### Task inputs
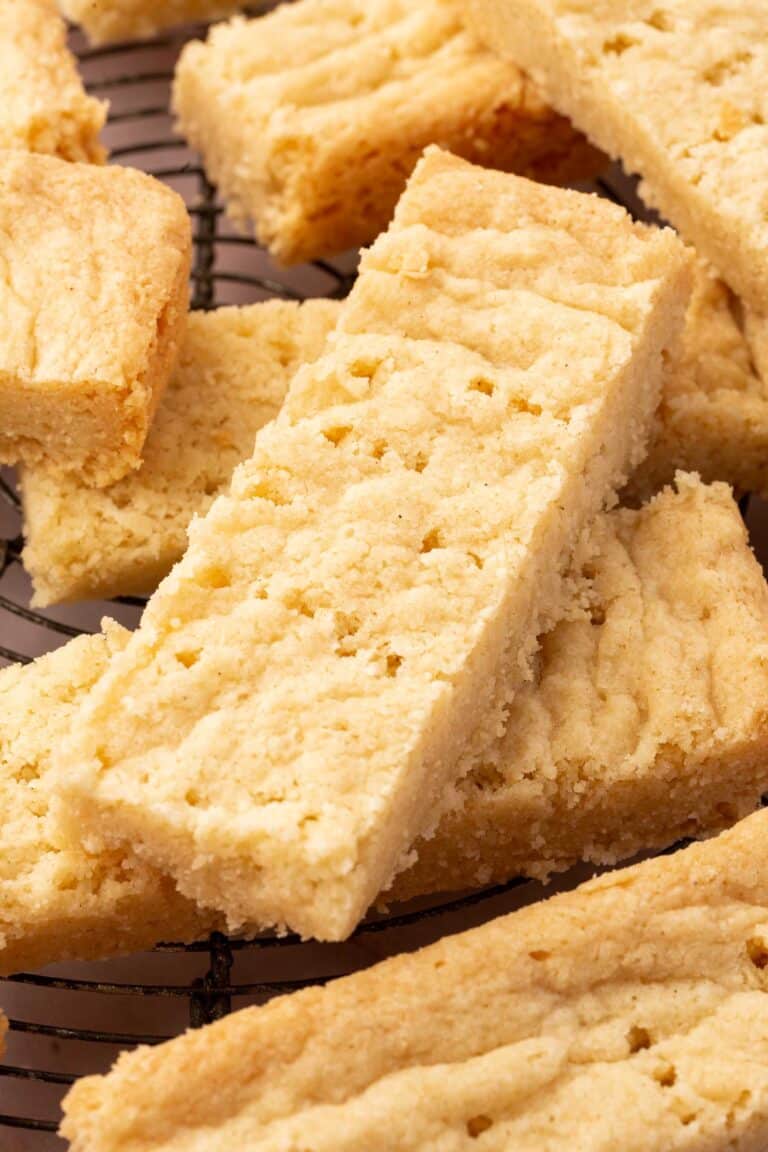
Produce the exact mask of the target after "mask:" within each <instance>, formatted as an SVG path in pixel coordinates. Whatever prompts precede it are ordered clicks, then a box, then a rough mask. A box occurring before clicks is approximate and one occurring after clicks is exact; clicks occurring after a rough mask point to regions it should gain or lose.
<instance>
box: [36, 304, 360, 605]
mask: <svg viewBox="0 0 768 1152" xmlns="http://www.w3.org/2000/svg"><path fill="white" fill-rule="evenodd" d="M339 308H340V304H339V303H336V302H333V301H325V300H318V301H307V302H306V303H305V304H302V305H298V304H294V303H289V302H287V301H267V302H265V303H263V304H252V305H250V306H248V308H222V309H218V310H216V311H214V312H192V313H191V314H190V317H189V320H188V326H187V333H185V335H184V340H183V343H182V349H181V354H180V359H178V365H177V367H176V371H175V373H174V376H173V378H172V380H170V384H169V385H168V387H167V389H166V392H165V393H164V395H162V399H161V400H160V403H159V406H158V410H157V414H155V416H154V420H153V422H152V427H151V429H150V433H149V435H147V438H146V442H145V445H144V448H143V452H142V463H140V465H139V468H138V469H137V470H136V471H135V472H131V473H130V475H129V476H126V477H124V478H123V479H122V480H117V482H116V483H115V484H112V485H109V486H108V487H104V488H94V487H88V486H85V485H84V484H83V483H82V480H79V479H78V478H77V476H75V475H73V473H71V472H70V473H62V472H61V471H59V470H58V469H51V468H45V467H37V468H35V467H31V468H25V469H23V470H22V475H21V491H22V498H23V505H24V535H25V538H26V547H25V550H24V566H25V567H26V569H28V570H29V571H30V574H31V576H32V581H33V584H35V604H37V605H46V604H53V602H56V601H62V600H78V599H88V598H89V597H109V596H126V594H131V596H140V594H144V593H147V594H149V593H150V592H152V591H154V589H155V588H157V585H158V584H159V583H160V581H161V579H162V577H164V576H167V574H168V573H169V571H170V568H172V567H173V564H174V563H175V562H176V561H177V560H178V559H180V558H181V556H182V554H183V552H184V548H185V547H187V529H188V526H189V523H190V521H191V520H192V517H193V516H200V515H203V514H204V513H206V511H207V509H208V508H210V507H211V505H212V503H213V500H214V498H215V497H216V495H218V494H219V493H220V492H222V491H223V490H225V488H226V487H228V485H229V482H230V479H231V473H233V472H234V470H235V465H236V464H239V463H241V462H242V461H243V460H246V458H248V457H249V456H250V454H251V452H252V450H253V441H254V439H256V433H257V431H258V430H259V429H260V427H261V426H263V425H264V424H266V423H267V420H271V419H272V418H273V417H274V416H276V415H277V411H279V410H280V406H281V404H282V402H283V399H284V396H286V391H287V388H288V382H289V380H290V378H291V376H292V374H294V372H295V371H296V369H297V367H298V366H299V365H301V364H302V363H303V362H305V361H312V359H314V358H315V356H318V355H319V354H320V350H321V348H322V344H324V342H325V338H326V335H327V334H328V332H329V331H330V328H332V327H333V325H334V323H335V320H336V317H337V314H339Z"/></svg>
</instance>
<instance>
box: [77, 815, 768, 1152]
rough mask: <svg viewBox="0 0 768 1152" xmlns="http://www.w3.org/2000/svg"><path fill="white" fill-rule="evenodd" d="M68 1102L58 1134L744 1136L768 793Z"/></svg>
mask: <svg viewBox="0 0 768 1152" xmlns="http://www.w3.org/2000/svg"><path fill="white" fill-rule="evenodd" d="M211 1085H215V1091H211ZM63 1107H64V1121H63V1123H62V1127H61V1131H62V1134H63V1135H64V1136H66V1137H67V1138H69V1139H70V1140H71V1144H70V1152H188V1150H191V1149H195V1152H220V1150H221V1149H227V1147H238V1149H245V1147H246V1149H248V1150H249V1152H277V1150H288V1149H291V1150H298V1149H302V1150H304V1149H307V1150H309V1149H311V1150H312V1152H360V1150H363V1149H365V1152H395V1150H396V1152H434V1150H436V1149H440V1150H447V1152H448V1150H450V1152H477V1150H478V1149H484V1150H489V1152H510V1150H512V1149H514V1150H515V1152H542V1150H545V1149H546V1150H547V1152H573V1150H576V1149H578V1150H588V1152H617V1150H618V1149H621V1150H622V1152H702V1150H704V1149H706V1150H707V1152H727V1150H728V1152H732V1150H735V1149H739V1150H744V1152H747V1150H751V1152H758V1150H759V1149H763V1147H766V1144H767V1143H768V811H762V812H758V813H755V814H754V816H751V817H750V818H748V819H746V820H743V821H742V823H740V824H738V825H737V826H736V827H735V828H732V829H731V831H730V832H727V833H723V834H722V835H721V836H718V838H716V839H715V840H710V841H708V842H706V843H702V844H694V846H693V847H691V848H687V849H685V850H684V851H679V852H677V854H676V855H674V856H666V857H660V858H659V859H654V861H648V862H646V863H644V864H639V865H636V866H634V867H630V869H625V870H624V871H621V872H614V873H608V874H607V876H602V877H600V878H598V879H595V880H591V881H590V882H588V884H585V885H581V887H579V888H577V889H576V890H573V892H569V893H565V894H563V895H560V896H555V897H554V899H553V900H548V901H546V902H542V903H539V904H534V905H532V907H529V908H525V909H523V910H520V911H518V912H515V914H512V915H510V916H505V917H501V918H499V919H495V920H492V922H489V923H487V924H485V925H482V926H481V927H478V929H474V930H473V931H471V932H465V933H463V934H461V935H453V937H448V938H446V939H443V940H440V941H439V942H438V943H435V945H432V946H431V947H429V948H425V949H423V950H421V952H418V953H416V954H411V955H404V956H398V957H396V958H394V960H389V961H386V962H385V963H381V964H377V965H375V967H374V968H370V969H367V971H363V972H358V973H357V975H355V976H350V977H348V978H347V979H341V980H334V982H333V983H330V984H328V985H327V986H326V987H324V988H317V987H315V988H309V990H306V991H303V992H298V993H296V994H294V995H289V996H281V998H279V999H276V1000H273V1001H272V1002H271V1003H267V1005H265V1006H261V1007H258V1008H246V1009H244V1010H242V1011H238V1013H235V1014H234V1015H233V1016H229V1017H227V1018H226V1020H222V1021H220V1022H219V1023H216V1024H212V1025H210V1026H208V1028H206V1029H203V1030H201V1031H196V1032H188V1033H187V1034H185V1036H183V1037H178V1038H177V1039H174V1040H172V1041H170V1043H168V1044H164V1045H161V1046H160V1047H154V1048H149V1047H143V1048H139V1049H138V1051H136V1052H131V1053H126V1054H123V1055H122V1056H121V1058H120V1059H119V1061H117V1063H116V1066H115V1067H114V1069H113V1070H112V1073H111V1074H109V1075H108V1076H106V1077H104V1076H90V1077H88V1078H86V1079H83V1081H81V1082H79V1083H78V1084H76V1085H75V1086H74V1087H73V1089H71V1091H70V1092H69V1094H68V1097H67V1098H66V1100H64V1106H63Z"/></svg>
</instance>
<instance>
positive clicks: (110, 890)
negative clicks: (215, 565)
mask: <svg viewBox="0 0 768 1152" xmlns="http://www.w3.org/2000/svg"><path fill="white" fill-rule="evenodd" d="M106 623H107V624H108V627H107V628H106V631H105V634H102V635H97V636H83V637H78V638H77V639H74V641H70V642H69V643H68V644H64V645H63V647H60V649H58V650H56V651H55V652H52V653H50V654H48V655H44V657H41V658H40V659H39V660H36V661H35V664H32V665H28V666H26V667H21V666H13V667H9V668H3V669H2V672H0V798H1V802H2V803H1V812H2V814H1V817H0V973H2V975H7V973H9V972H14V971H18V970H20V969H22V968H24V969H26V968H37V967H39V965H41V964H50V963H51V962H52V961H59V960H68V958H71V957H76V958H78V960H93V958H96V957H99V956H109V955H113V954H115V953H120V952H135V950H137V949H139V948H147V947H151V946H152V945H155V943H157V942H158V941H159V940H162V939H168V937H174V938H175V939H182V940H190V939H193V938H196V937H198V935H201V934H204V933H205V932H206V931H211V929H212V927H213V926H215V917H214V916H213V915H206V914H204V912H201V911H200V910H199V909H198V908H197V905H196V904H193V903H192V902H191V901H189V900H185V899H184V897H183V896H180V895H178V893H177V892H176V889H175V887H174V885H173V882H172V881H170V880H168V879H167V878H166V877H162V876H160V874H159V873H158V872H157V871H155V870H154V869H152V867H151V866H150V865H147V864H146V863H145V862H143V861H139V859H137V858H136V857H135V856H132V854H130V852H126V851H120V850H104V849H100V850H93V851H91V850H90V849H89V846H88V839H86V836H85V835H84V833H83V829H82V828H76V827H73V826H71V824H70V823H68V820H67V819H66V816H64V813H63V812H62V809H61V805H60V803H59V801H58V798H56V796H55V795H53V794H52V793H51V790H50V788H48V772H50V766H51V757H52V755H53V752H54V750H55V748H56V746H58V745H59V743H60V742H61V740H62V738H63V736H64V734H66V732H67V729H68V727H69V723H70V721H71V718H73V714H74V712H75V710H76V708H77V706H78V705H79V703H81V700H82V698H83V697H84V696H85V694H86V692H88V691H89V689H90V688H92V685H93V684H94V683H96V681H97V680H98V679H99V676H100V675H101V674H102V673H104V669H105V668H106V666H107V662H108V660H109V657H111V655H113V654H114V653H115V652H117V651H120V650H121V649H122V647H123V646H124V644H126V642H127V639H128V635H129V634H128V632H127V631H124V629H122V628H120V627H119V626H117V624H115V623H114V622H112V621H108V622H106Z"/></svg>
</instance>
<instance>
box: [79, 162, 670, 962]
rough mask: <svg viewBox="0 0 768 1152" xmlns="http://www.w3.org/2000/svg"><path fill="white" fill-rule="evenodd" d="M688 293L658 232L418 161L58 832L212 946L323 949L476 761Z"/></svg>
mask: <svg viewBox="0 0 768 1152" xmlns="http://www.w3.org/2000/svg"><path fill="white" fill-rule="evenodd" d="M689 282H690V275H689V265H687V258H686V256H685V252H684V250H683V248H682V245H680V244H679V242H678V241H677V240H676V237H675V236H674V235H672V234H671V233H670V232H669V230H666V232H662V230H655V229H653V230H651V229H647V228H644V227H641V226H638V225H633V223H632V222H631V220H630V218H629V217H628V215H626V213H625V212H624V211H623V210H622V209H618V207H616V206H615V205H613V204H609V203H607V202H604V200H600V199H598V198H596V197H587V196H583V195H580V194H578V192H568V191H560V190H556V189H550V188H545V187H541V185H539V184H533V183H530V182H529V181H525V180H522V179H519V177H516V176H507V175H503V174H501V173H496V172H488V170H485V169H480V168H476V167H473V166H472V165H469V164H465V162H464V161H462V160H457V159H455V158H454V157H450V156H448V154H447V153H442V152H440V151H439V150H438V149H433V150H429V151H428V152H427V156H426V157H425V159H424V160H423V161H421V162H420V164H419V166H418V167H417V169H416V173H415V175H413V177H412V179H411V182H410V184H409V189H408V191H406V192H405V195H404V197H403V199H402V200H401V203H400V205H398V210H397V213H396V217H395V221H394V225H393V227H391V229H390V230H389V232H388V233H387V234H385V235H383V236H381V237H380V238H379V240H378V241H377V243H375V244H374V245H373V248H372V249H371V250H370V251H368V252H367V253H366V255H365V257H364V259H363V264H362V273H360V276H359V279H358V281H357V283H356V286H355V288H353V289H352V293H351V296H350V297H349V300H348V302H347V304H345V305H344V308H343V309H342V316H341V319H340V323H339V325H337V327H336V331H335V333H334V334H333V338H332V342H330V350H329V351H328V353H327V354H326V355H324V356H321V357H320V358H319V359H318V361H317V362H315V364H314V365H311V366H309V367H306V369H303V370H301V371H299V373H298V374H297V376H296V377H295V379H294V381H292V384H291V388H290V391H289V395H288V399H287V403H286V404H284V406H283V409H282V411H281V415H280V417H279V418H277V420H275V422H274V423H273V424H271V425H267V426H266V427H265V429H263V430H261V431H260V432H259V434H258V437H257V442H256V450H254V454H253V456H252V458H251V460H250V461H249V462H248V463H246V464H245V465H242V467H241V468H239V469H238V471H237V472H236V473H235V478H234V482H233V486H231V490H230V493H229V495H227V497H220V498H219V499H218V500H216V501H215V502H214V505H213V507H212V509H211V511H210V513H208V514H207V516H206V517H205V518H203V520H198V521H195V522H193V524H192V526H191V529H190V546H189V548H188V551H187V553H185V555H184V558H183V560H182V561H181V562H180V563H178V564H177V566H176V567H175V568H174V570H173V571H172V574H170V576H168V577H167V579H166V581H165V582H164V584H161V585H160V589H159V591H158V592H157V593H155V596H154V597H153V598H152V599H151V600H150V604H149V606H147V608H146V611H145V613H144V616H143V620H142V624H140V627H139V629H138V631H137V632H135V634H134V637H132V638H131V641H130V642H129V644H128V646H127V649H126V651H124V652H123V653H120V654H117V655H116V657H115V658H114V660H113V661H112V662H111V665H109V668H108V669H107V673H106V674H105V676H104V679H102V680H101V681H100V682H99V684H98V685H97V687H96V689H94V691H93V692H92V695H91V697H90V698H89V700H88V702H86V704H85V706H84V708H83V710H82V713H81V714H79V717H78V718H77V720H76V721H75V723H74V726H73V733H74V736H73V740H71V741H70V742H69V743H68V746H67V750H66V752H64V753H63V755H62V757H61V770H62V771H61V772H60V781H59V782H60V786H61V787H62V788H66V789H67V791H68V794H69V795H70V798H71V799H73V801H74V802H75V804H76V805H77V806H78V808H79V812H81V817H82V819H84V820H86V821H88V824H89V825H93V826H96V827H98V828H99V829H100V832H101V833H102V834H104V835H105V838H107V839H108V840H109V839H112V838H115V839H121V838H122V839H126V840H129V841H130V842H131V844H135V846H136V848H137V850H138V851H140V852H143V854H145V855H146V856H147V858H150V859H152V861H153V862H155V863H157V864H158V865H160V866H161V867H164V869H167V870H168V871H170V872H172V874H173V876H174V877H175V879H176V880H177V882H178V886H180V888H181V890H182V892H184V893H187V894H188V895H192V896H195V897H196V899H198V900H199V901H200V902H201V903H205V904H208V905H210V907H214V908H221V909H222V910H225V911H226V912H227V914H228V917H229V922H230V924H231V925H233V926H236V925H238V924H242V923H243V922H250V923H261V924H279V925H281V924H288V925H290V926H291V927H294V929H296V930H297V931H299V932H302V933H304V934H307V935H309V934H312V935H318V937H322V938H329V939H332V938H341V937H344V935H345V934H348V933H349V932H350V931H351V930H352V929H353V926H355V925H356V923H357V922H358V919H359V918H360V916H362V915H363V914H364V911H365V909H366V908H367V905H368V903H370V901H371V900H372V899H373V897H374V896H375V895H377V893H378V892H379V890H380V889H381V888H382V887H383V886H385V885H386V884H388V882H389V880H390V879H391V876H393V873H394V872H395V871H396V869H397V867H402V866H403V865H404V863H405V856H404V854H405V852H406V850H408V849H409V847H410V846H411V843H412V842H413V840H415V839H416V836H417V835H418V834H419V833H420V832H423V831H424V829H425V826H427V825H428V824H429V821H431V820H433V819H435V818H436V816H438V812H439V803H438V802H439V799H440V798H441V797H442V796H443V793H444V789H446V786H447V785H449V783H450V781H451V780H453V779H454V778H456V776H457V775H459V774H461V773H462V772H463V771H465V770H469V767H470V765H471V764H472V763H473V761H474V759H476V758H477V757H478V756H480V755H481V753H482V752H484V751H485V748H486V745H487V744H488V743H493V742H494V741H495V738H496V734H497V729H499V721H500V718H501V714H502V713H503V708H504V707H505V705H507V704H508V702H509V699H510V697H511V696H512V694H514V691H515V689H516V687H517V685H518V684H519V683H520V681H522V680H523V679H524V677H525V675H526V673H527V668H529V661H530V658H531V654H532V652H533V650H534V647H535V638H537V635H538V632H539V631H540V629H541V628H542V626H543V624H545V623H546V622H547V621H552V620H553V619H554V617H556V616H557V615H558V614H560V613H561V611H562V600H561V586H560V579H558V571H560V569H561V567H562V564H563V563H564V561H565V558H567V555H568V553H569V551H570V548H571V546H572V544H573V543H575V540H576V538H577V537H578V535H579V533H580V531H581V529H583V528H584V526H585V524H586V522H587V521H588V520H590V518H591V517H592V516H593V515H594V513H596V511H598V509H599V508H600V506H601V505H602V503H603V502H604V501H606V499H607V498H608V497H609V494H610V493H611V491H613V488H614V487H615V485H616V484H617V482H619V480H621V477H622V475H624V476H625V475H626V471H628V470H629V469H630V468H631V467H633V465H634V464H636V463H637V461H638V458H639V456H640V455H641V454H642V452H644V447H645V440H646V437H647V430H648V427H649V425H651V420H652V418H653V411H654V408H655V404H656V401H657V394H659V384H660V379H661V359H662V351H663V350H664V348H667V347H669V346H670V343H671V342H674V341H675V340H676V338H677V334H678V332H679V329H680V327H682V323H683V314H684V309H685V304H686V300H687V291H689ZM115 710H117V712H119V714H120V715H121V717H122V718H124V722H123V723H120V725H117V723H115V720H114V718H115V715H116V714H117V712H116V711H115ZM473 729H477V730H476V732H474V737H473V738H472V740H471V737H472V733H473Z"/></svg>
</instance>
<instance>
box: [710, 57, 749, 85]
mask: <svg viewBox="0 0 768 1152" xmlns="http://www.w3.org/2000/svg"><path fill="white" fill-rule="evenodd" d="M751 60H752V53H751V52H739V53H737V55H735V56H730V58H729V59H728V60H718V61H717V63H716V65H712V66H710V67H709V68H706V69H705V71H704V73H702V78H704V79H705V81H706V83H707V84H712V86H713V88H720V86H721V84H724V83H725V81H727V79H729V78H730V77H731V76H735V75H736V74H737V73H738V71H740V70H742V68H744V66H745V65H747V63H748V62H750V61H751Z"/></svg>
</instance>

### What the task asks
A single number is the whole answer: how many lines in the entries hold the word "clicks".

### Answer to this problem
3